Reproduce, word for word, the lines of the records from the one containing "Note: pick out every instance of the blue canopy" through the end of the records.

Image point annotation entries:
┌──

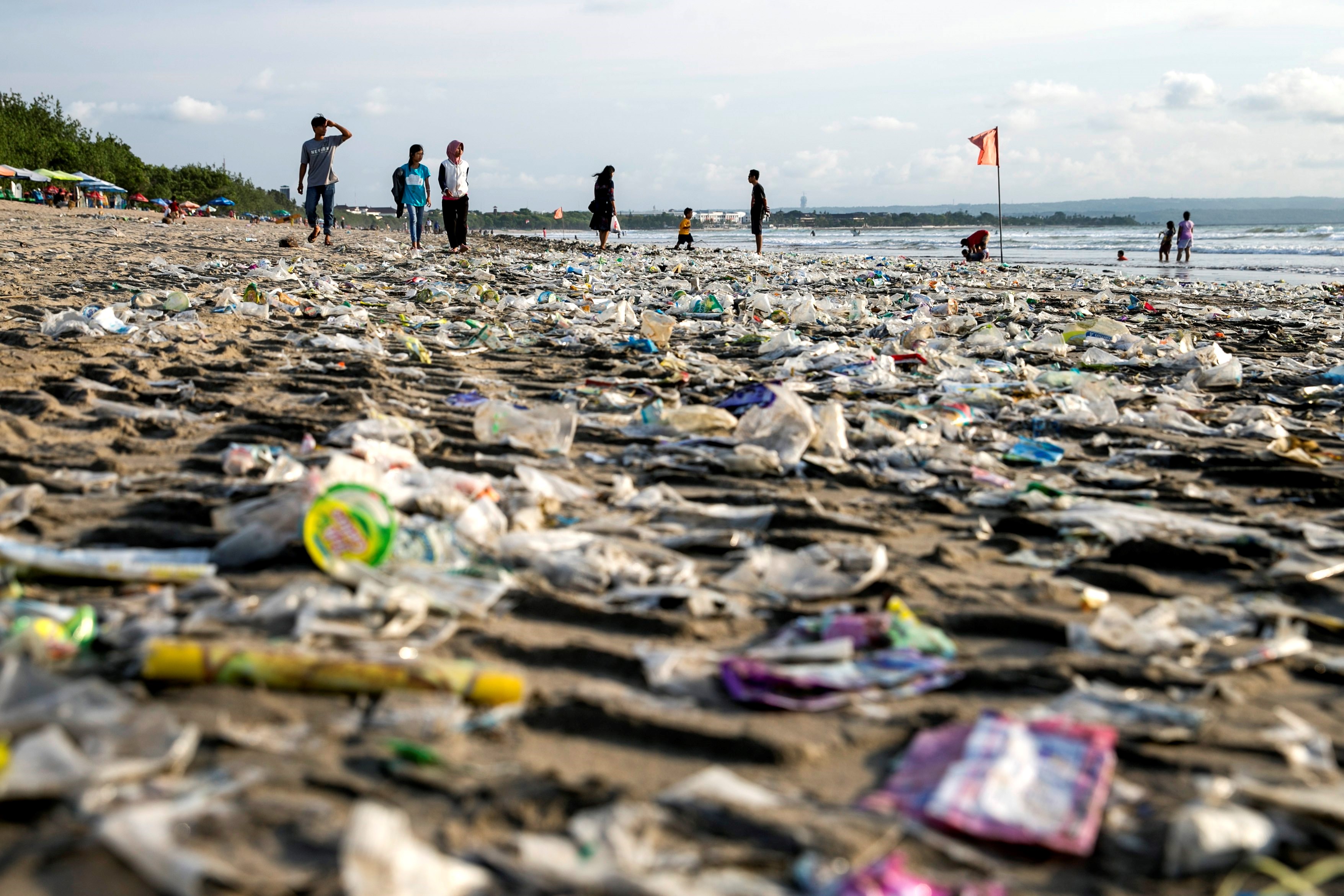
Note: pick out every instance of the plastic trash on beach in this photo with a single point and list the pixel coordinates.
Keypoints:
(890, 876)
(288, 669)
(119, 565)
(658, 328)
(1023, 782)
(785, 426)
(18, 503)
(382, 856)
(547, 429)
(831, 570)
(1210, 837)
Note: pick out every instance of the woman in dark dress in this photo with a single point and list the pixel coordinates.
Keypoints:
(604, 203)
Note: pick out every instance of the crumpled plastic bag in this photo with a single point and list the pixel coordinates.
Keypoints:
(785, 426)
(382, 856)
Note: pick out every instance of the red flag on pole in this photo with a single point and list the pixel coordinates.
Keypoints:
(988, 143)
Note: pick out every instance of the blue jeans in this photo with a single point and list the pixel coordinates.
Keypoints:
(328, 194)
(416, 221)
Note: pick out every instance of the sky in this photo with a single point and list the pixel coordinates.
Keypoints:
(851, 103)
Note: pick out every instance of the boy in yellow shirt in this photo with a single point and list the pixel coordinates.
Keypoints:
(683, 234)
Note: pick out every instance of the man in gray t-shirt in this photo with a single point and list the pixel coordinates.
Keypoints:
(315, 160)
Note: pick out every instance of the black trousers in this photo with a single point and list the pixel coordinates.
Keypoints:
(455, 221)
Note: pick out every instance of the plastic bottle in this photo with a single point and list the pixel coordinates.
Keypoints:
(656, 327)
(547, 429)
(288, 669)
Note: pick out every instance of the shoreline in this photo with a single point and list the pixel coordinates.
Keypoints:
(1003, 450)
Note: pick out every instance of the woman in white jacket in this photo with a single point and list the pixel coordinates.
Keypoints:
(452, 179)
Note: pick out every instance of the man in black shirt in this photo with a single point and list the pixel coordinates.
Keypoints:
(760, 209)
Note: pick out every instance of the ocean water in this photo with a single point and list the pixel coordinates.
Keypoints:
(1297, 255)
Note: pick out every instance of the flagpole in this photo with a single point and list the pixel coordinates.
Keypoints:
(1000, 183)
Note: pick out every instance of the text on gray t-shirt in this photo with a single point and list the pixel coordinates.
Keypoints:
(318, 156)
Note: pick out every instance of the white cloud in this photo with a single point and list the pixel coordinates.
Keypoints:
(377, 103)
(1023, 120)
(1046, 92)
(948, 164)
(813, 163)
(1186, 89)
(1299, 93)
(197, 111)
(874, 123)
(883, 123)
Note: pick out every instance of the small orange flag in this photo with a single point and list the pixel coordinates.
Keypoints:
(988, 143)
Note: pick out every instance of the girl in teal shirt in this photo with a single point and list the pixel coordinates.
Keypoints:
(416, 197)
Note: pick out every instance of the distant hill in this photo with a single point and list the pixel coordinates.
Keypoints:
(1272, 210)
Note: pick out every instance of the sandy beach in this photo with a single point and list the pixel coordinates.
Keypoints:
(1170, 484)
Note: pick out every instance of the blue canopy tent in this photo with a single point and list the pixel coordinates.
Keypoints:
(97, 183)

└──

_Problem solution_
Note: pick out every instance of the blue canopy tent in this photo with a single point and list the pixel coordinates.
Keypoints:
(97, 183)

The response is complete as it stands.